What to work on:
1. In the Boeing discussion, which country was the last to ground the 737 MAX?
2. Rewrite the passage of the Boeing discussion starting at "No. What I propose" and ending at "keep doing it.", replacing "airline" with "carrier".

Let me remind you of why we're all still talking about Boeing.
Not once, but TWICE, software taking readings from faulty sensors caused the airplane to nosedive into the ground, killing every single person on board, with the pilots powerless to take over.
It happened once, Boeing and the U.S. government reassured everyone that it wasn't going to happen again, then it happened again.
When nations around the world began to issue emergency orders to ground the 737 MAX, the U.S. was the last to do so.
The leaked emails from Boeing indicate clearly that this was not a freak accident, but a product of a corporate culture of irresponsibility and recklessness at Boeing reaching mind-boggling proportions. [0] Here are some quotes from said emails:
"This airplane is designed by clowns who in turn are supervised by monkeys."
"We'll probably have to go to other regulators around the world to Jedi-mind trick them into accepting the FSB findings, but that shouldn't be too hard."
"Would you put your family on a Max simulator trained aircraft? I wouldn't."
"I still haven't been forgiven by God for the covering up I did last year."
> What do people propose? Shut down Boeing?
No. What I propose is what I'm doing; I don't fly on Boeing planes anymore. If I see a flight change to a Boeing plane, I call the airline and demand to be switched to a different flight. It worked once, and I plan to keep doing it.
> Want carriers to just scrap their 737 MAX tails? Right now? That's the same thing as just declaring bankruptcy. The investment in a commercial aircraft takes years of steady use to pay off, and no one in the industry is in a financial position to take that hit.
I don't care what carriers have to do. At this point, I would consider it justice to see Boeing go bankrupt. And I really don't care if every airline that runs Boeing planes goes bankrupt. Companies come and go. Money is made and lost. But human lives cannot be returned and corruption like this can't be allowed to continue.
But that won't happen. What will happen is that the government will continue to bail out all the above, indefinitely. But if enough customers begin showing concern over Boeing, the airlines will purchase their planes less and less, and we can expect things to get better, either with Boeing's demise or its reform.
>Not once, but TWICE, software taking readings from faulty sensors caused the airplane to nosedive into the ground, killing every single person on board, with the pilots powerless to take over.
I believe technically if they followed the runaway trim in memory checklist the system would have been disabled? This is how the pilot of the Lion Air flight the day before prevented disaster.
>At this point, I would consider it justice to see Boeing go bankrupt.
And what when this happens to Airbus, is that the end of air travel? As long as humans are involved, there will be issues. Airbus still averages pilot input, rather than providing feedback to each pilot, which has led to more than one accident (AF447 being one example, where one pilot tried to pull up out of a stall warning).

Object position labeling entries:
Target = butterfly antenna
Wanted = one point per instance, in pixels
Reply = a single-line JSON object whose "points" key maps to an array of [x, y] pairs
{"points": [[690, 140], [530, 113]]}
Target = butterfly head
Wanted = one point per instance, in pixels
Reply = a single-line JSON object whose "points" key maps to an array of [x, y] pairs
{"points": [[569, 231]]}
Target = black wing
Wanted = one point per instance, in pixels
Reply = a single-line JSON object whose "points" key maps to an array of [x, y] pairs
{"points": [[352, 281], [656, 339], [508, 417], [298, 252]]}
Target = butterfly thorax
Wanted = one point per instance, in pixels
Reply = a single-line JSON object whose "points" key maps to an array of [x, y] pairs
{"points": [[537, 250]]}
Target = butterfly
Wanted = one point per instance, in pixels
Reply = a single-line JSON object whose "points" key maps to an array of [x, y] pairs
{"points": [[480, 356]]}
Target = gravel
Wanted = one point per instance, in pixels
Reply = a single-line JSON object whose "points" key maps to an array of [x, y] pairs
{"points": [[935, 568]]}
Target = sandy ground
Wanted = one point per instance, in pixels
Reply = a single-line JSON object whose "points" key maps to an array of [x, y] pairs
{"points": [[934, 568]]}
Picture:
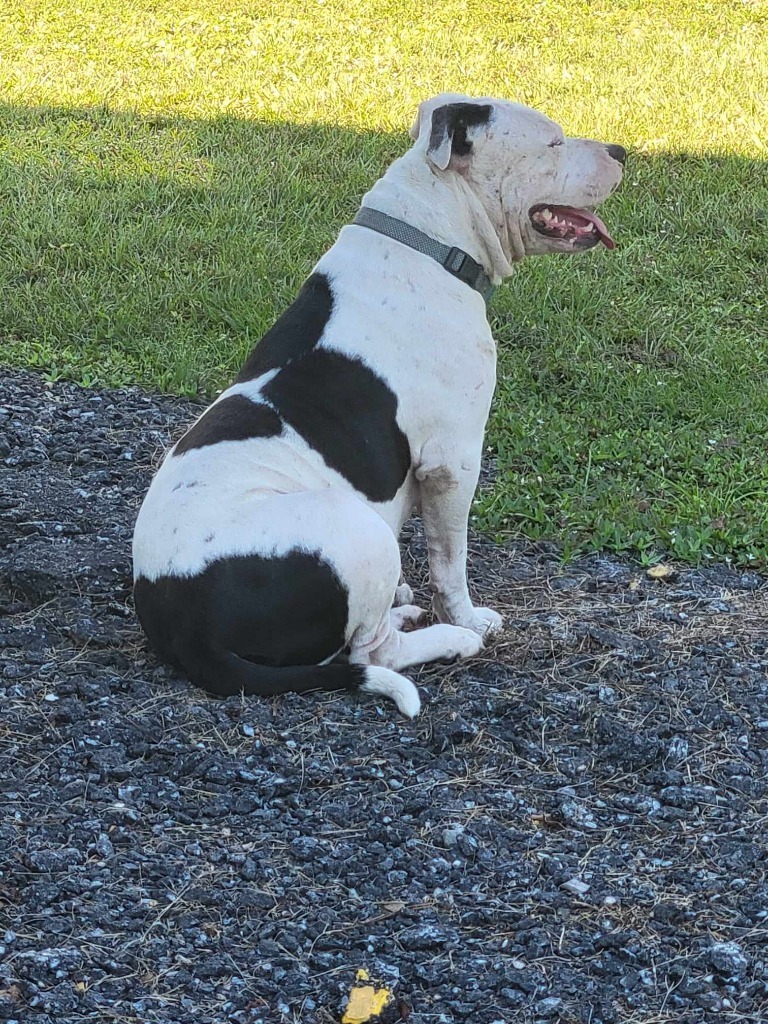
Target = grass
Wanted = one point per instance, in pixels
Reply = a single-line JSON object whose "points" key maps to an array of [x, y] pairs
{"points": [[169, 172]]}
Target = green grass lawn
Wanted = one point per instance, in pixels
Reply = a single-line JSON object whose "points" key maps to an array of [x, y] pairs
{"points": [[169, 172]]}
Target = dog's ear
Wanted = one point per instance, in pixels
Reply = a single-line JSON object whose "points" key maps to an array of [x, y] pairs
{"points": [[451, 130]]}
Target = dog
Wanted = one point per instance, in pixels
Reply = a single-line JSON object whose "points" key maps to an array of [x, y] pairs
{"points": [[265, 552]]}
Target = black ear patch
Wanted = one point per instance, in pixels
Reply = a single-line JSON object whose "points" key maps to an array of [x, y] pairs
{"points": [[452, 122]]}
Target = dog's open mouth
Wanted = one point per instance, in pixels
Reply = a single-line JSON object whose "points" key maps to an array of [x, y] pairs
{"points": [[566, 223]]}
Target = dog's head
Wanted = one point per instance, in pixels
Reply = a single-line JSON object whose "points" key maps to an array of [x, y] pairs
{"points": [[537, 183]]}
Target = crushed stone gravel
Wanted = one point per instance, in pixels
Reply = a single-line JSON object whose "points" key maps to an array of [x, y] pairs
{"points": [[572, 830]]}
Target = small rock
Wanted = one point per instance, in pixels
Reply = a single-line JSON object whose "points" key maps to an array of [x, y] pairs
{"points": [[727, 958]]}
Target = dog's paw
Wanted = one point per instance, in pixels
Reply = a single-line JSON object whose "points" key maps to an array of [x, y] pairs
{"points": [[484, 622], [462, 643]]}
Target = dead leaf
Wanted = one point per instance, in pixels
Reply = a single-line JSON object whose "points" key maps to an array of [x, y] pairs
{"points": [[660, 571], [366, 1001]]}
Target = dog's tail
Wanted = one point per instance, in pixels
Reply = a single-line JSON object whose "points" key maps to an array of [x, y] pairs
{"points": [[224, 674]]}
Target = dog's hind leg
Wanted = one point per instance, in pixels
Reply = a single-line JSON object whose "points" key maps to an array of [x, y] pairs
{"points": [[391, 648]]}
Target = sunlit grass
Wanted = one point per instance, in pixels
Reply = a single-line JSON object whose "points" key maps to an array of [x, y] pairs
{"points": [[169, 172]]}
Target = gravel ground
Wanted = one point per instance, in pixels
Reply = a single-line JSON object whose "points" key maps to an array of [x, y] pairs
{"points": [[572, 830]]}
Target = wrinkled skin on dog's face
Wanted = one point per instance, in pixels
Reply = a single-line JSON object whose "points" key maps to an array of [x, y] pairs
{"points": [[539, 185]]}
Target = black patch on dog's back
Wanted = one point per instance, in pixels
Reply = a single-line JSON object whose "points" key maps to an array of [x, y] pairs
{"points": [[297, 331], [283, 610], [232, 419], [347, 414]]}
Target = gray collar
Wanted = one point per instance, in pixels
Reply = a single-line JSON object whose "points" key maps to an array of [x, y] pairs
{"points": [[456, 261]]}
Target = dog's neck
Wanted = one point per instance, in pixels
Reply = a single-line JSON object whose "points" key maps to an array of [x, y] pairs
{"points": [[444, 207]]}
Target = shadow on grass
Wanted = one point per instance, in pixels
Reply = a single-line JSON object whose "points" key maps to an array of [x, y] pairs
{"points": [[630, 415], [157, 251]]}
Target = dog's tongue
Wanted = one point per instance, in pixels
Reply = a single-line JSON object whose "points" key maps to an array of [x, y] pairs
{"points": [[591, 218]]}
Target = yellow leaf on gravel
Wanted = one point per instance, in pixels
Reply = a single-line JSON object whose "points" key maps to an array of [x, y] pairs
{"points": [[365, 1001]]}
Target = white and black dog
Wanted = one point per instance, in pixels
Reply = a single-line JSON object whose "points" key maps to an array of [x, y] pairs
{"points": [[265, 552]]}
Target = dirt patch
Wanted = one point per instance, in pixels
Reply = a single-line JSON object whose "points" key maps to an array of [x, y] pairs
{"points": [[573, 829]]}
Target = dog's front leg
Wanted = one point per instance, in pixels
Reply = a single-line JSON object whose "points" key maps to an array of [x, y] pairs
{"points": [[446, 486]]}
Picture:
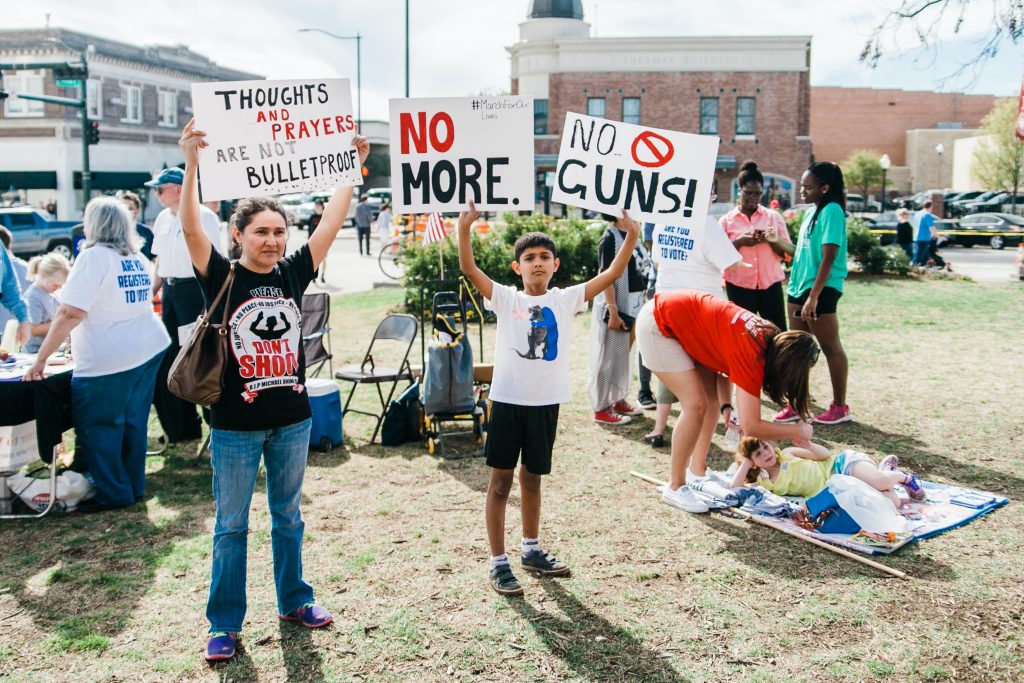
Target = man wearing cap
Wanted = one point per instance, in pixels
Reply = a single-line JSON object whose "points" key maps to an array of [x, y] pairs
{"points": [[182, 296]]}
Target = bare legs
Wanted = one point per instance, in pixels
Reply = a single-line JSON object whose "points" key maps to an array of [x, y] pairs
{"points": [[498, 498], [825, 330]]}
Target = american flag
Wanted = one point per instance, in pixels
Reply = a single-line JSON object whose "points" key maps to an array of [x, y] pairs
{"points": [[435, 229]]}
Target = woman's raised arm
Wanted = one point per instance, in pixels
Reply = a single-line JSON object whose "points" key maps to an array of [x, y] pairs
{"points": [[335, 212], [199, 244]]}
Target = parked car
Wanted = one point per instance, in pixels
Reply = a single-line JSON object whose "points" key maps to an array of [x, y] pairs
{"points": [[884, 225], [995, 229], [953, 204], [33, 233], [857, 204], [298, 207]]}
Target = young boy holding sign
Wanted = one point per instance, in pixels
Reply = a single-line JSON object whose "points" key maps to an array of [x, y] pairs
{"points": [[531, 379]]}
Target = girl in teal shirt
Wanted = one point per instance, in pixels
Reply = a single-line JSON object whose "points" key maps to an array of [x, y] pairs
{"points": [[817, 278]]}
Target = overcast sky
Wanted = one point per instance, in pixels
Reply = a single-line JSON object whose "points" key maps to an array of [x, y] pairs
{"points": [[458, 46]]}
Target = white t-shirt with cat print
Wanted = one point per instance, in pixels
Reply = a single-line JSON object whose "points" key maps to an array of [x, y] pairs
{"points": [[532, 344]]}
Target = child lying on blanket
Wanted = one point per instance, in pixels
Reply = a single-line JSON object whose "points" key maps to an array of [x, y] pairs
{"points": [[804, 472]]}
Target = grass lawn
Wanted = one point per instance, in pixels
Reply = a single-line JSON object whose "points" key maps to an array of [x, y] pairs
{"points": [[395, 545]]}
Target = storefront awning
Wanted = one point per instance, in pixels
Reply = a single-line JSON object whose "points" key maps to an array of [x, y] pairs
{"points": [[115, 179], [28, 180]]}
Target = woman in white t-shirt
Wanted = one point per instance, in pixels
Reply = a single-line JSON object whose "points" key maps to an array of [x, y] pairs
{"points": [[689, 258], [118, 341]]}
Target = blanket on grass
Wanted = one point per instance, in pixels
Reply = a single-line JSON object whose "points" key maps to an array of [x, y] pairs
{"points": [[946, 508]]}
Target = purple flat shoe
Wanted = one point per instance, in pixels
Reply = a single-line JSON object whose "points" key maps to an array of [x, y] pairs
{"points": [[220, 646], [310, 615]]}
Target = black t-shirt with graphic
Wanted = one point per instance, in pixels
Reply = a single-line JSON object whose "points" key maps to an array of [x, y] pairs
{"points": [[264, 374]]}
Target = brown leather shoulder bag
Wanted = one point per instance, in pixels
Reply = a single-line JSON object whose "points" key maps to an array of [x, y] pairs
{"points": [[198, 373]]}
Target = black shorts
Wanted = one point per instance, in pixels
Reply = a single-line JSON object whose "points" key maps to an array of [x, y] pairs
{"points": [[529, 429], [827, 300]]}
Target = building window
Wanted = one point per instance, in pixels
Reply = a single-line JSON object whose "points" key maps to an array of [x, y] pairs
{"points": [[709, 116], [631, 110], [131, 97], [27, 83], [744, 116], [93, 99], [540, 117], [167, 109]]}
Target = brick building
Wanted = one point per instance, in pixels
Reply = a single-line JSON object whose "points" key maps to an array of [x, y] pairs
{"points": [[907, 125], [752, 92], [139, 95]]}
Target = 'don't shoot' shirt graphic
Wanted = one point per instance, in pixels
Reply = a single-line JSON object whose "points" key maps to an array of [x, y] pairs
{"points": [[543, 338], [265, 339]]}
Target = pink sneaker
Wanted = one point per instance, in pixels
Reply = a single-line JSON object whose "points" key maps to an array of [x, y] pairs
{"points": [[609, 417], [786, 415], [835, 415], [625, 408]]}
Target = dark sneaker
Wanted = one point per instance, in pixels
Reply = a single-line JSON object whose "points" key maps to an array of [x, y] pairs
{"points": [[504, 582], [544, 564], [914, 489], [647, 401], [220, 646], [310, 615]]}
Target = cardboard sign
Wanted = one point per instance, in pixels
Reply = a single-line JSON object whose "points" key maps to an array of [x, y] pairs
{"points": [[448, 151], [272, 137], [658, 176]]}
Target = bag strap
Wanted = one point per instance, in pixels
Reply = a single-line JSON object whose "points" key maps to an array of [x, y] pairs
{"points": [[226, 287]]}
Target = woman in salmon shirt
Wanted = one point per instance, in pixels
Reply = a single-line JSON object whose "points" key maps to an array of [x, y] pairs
{"points": [[686, 337], [763, 240]]}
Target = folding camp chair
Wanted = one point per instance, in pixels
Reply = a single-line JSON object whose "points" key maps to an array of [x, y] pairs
{"points": [[398, 328], [315, 329]]}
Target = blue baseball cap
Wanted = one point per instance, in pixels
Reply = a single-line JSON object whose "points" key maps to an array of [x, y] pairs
{"points": [[169, 176]]}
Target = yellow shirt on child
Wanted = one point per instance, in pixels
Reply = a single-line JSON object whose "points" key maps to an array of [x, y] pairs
{"points": [[799, 476]]}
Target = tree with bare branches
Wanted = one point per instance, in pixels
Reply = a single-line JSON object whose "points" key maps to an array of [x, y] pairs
{"points": [[916, 24]]}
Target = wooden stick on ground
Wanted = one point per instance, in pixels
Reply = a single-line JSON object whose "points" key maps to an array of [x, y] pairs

Solutions to the exercise:
1. The U.S.

2.
No. What I propose is what I'm doing; I don't fly on Boeing planes anymore. If I see a flight change to a Boeing plane, I call the carrier and demand to be switched to a different flight. It worked once, and I plan to keep doing it.